** Provided records **
================
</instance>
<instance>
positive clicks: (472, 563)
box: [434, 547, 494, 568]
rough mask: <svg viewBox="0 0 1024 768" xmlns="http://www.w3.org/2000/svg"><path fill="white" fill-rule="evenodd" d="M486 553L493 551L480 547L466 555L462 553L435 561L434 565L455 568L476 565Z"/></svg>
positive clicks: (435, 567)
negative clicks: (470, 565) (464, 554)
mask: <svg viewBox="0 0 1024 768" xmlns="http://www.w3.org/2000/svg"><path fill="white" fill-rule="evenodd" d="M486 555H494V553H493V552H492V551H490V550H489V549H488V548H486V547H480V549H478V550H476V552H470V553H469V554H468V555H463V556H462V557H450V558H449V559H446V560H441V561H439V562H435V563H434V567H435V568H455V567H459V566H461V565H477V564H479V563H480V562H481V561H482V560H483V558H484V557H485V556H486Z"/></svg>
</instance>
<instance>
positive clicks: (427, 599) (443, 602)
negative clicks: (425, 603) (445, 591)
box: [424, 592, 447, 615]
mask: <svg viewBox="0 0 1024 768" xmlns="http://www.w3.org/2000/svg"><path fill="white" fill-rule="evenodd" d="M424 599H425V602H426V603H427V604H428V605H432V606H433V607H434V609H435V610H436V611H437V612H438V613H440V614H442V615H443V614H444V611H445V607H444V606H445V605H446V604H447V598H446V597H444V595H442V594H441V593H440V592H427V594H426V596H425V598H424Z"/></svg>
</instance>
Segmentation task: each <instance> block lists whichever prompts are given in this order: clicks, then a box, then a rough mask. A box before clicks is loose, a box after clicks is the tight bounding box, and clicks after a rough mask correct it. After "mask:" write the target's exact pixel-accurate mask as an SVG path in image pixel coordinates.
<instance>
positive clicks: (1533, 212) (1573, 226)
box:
================
** Work instruction **
Please rewrite the lines above, changing every "rough mask" to "coarse mask" and leaving everything else as it is.

** Task output **
</instance>
<instance>
positive clicks: (472, 563)
box: [434, 547, 494, 568]
coarse mask: <svg viewBox="0 0 1024 768" xmlns="http://www.w3.org/2000/svg"><path fill="white" fill-rule="evenodd" d="M486 553L493 551L480 547L466 555L462 553L435 561L434 565L455 568L476 565Z"/></svg>
positive clicks: (435, 567)
negative clicks: (470, 565) (464, 554)
mask: <svg viewBox="0 0 1024 768" xmlns="http://www.w3.org/2000/svg"><path fill="white" fill-rule="evenodd" d="M486 555H494V553H493V552H492V551H490V550H489V549H488V548H486V547H480V549H478V550H476V552H470V553H469V554H468V555H463V556H462V557H450V558H449V559H446V560H441V561H439V562H435V563H434V567H435V568H455V567H459V566H461V565H477V564H479V563H480V562H481V561H482V560H483V558H484V557H485V556H486Z"/></svg>
</instance>
<instance>
positive clicks: (427, 599) (443, 602)
negative clicks: (425, 603) (445, 591)
box: [424, 592, 447, 615]
mask: <svg viewBox="0 0 1024 768" xmlns="http://www.w3.org/2000/svg"><path fill="white" fill-rule="evenodd" d="M424 599H425V602H426V603H427V604H428V605H432V606H433V607H434V609H435V610H436V611H437V612H438V613H440V614H442V615H443V614H444V611H445V607H444V606H445V605H446V604H447V598H446V597H444V595H442V594H441V593H440V592H427V594H426V596H425V598H424Z"/></svg>
</instance>
Segmentation task: each <instance> block lists whichever prompts are given in this order: clicks, then a box, then a coarse mask. A box before clicks is loose, a box after clicks is the tight bounding box, and clicks after a coarse mask correct it. After "mask:" write the target's exact pixel-accurate mask as an SVG path in image pixel coordinates.
<instance>
positive clicks: (1533, 212) (1573, 226)
box:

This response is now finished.